** start Input for this task **
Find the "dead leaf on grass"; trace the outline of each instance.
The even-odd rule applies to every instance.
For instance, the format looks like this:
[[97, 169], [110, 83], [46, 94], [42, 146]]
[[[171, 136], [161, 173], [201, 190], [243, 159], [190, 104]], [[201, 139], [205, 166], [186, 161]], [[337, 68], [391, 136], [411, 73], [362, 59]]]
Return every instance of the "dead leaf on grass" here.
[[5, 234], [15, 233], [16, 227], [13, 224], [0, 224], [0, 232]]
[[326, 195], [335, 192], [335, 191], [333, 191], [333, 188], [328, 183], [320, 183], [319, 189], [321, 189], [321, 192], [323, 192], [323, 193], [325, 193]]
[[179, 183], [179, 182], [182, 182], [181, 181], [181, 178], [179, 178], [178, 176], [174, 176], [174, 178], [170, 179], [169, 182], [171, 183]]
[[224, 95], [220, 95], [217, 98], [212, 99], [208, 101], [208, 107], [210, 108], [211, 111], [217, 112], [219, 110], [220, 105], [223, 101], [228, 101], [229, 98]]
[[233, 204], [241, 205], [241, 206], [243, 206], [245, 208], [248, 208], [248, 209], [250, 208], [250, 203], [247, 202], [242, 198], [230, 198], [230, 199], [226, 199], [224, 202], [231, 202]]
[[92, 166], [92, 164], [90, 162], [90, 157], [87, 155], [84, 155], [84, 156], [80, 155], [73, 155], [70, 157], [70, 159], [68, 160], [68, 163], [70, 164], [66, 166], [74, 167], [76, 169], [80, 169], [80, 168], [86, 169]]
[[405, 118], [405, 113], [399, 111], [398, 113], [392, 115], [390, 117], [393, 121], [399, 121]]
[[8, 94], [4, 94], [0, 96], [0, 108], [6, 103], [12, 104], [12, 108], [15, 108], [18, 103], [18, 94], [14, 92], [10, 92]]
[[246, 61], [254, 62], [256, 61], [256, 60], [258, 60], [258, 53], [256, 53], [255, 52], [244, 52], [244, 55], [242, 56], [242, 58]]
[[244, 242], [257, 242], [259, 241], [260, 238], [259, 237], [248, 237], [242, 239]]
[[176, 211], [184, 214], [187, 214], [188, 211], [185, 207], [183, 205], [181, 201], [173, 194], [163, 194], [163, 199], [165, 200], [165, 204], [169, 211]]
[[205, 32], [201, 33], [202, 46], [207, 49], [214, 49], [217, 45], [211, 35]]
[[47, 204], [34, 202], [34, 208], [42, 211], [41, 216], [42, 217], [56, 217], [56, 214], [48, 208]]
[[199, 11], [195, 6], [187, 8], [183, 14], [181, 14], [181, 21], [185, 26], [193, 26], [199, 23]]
** end Input for this task **
** start Input for this task **
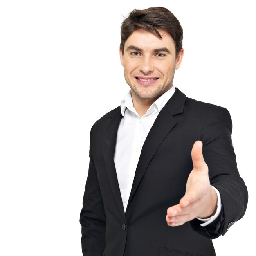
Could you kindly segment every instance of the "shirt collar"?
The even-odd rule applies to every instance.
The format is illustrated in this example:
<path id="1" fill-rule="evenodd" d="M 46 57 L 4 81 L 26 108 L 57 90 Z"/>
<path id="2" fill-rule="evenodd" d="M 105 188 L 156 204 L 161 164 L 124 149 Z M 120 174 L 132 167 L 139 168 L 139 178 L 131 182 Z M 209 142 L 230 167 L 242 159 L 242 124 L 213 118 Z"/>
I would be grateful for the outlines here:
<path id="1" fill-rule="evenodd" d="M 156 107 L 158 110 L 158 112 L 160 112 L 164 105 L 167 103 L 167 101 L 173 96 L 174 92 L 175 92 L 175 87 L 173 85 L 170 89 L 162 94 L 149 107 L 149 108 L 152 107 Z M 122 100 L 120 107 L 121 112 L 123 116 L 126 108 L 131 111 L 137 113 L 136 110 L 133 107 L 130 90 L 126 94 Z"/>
** end Input for this task **
_Exercise aim_
Copy the lines of the listing from the line containing "Could you kindly" through the line containing "I would be grateful", inclusive, reproducing each one verbatim.

_The completed task_
Could you kindly segment every instance of the "shirt collar"?
The even-odd rule applies to every instance.
The format is illustrated in this example:
<path id="1" fill-rule="evenodd" d="M 46 57 L 4 81 L 26 108 L 57 90 Z"/>
<path id="2" fill-rule="evenodd" d="M 105 188 L 156 204 L 161 164 L 124 149 Z M 120 174 L 132 167 L 139 168 L 139 178 L 131 182 Z M 209 142 L 230 167 L 242 159 L 242 124 L 213 118 Z"/>
I would be grateful for the outlines here:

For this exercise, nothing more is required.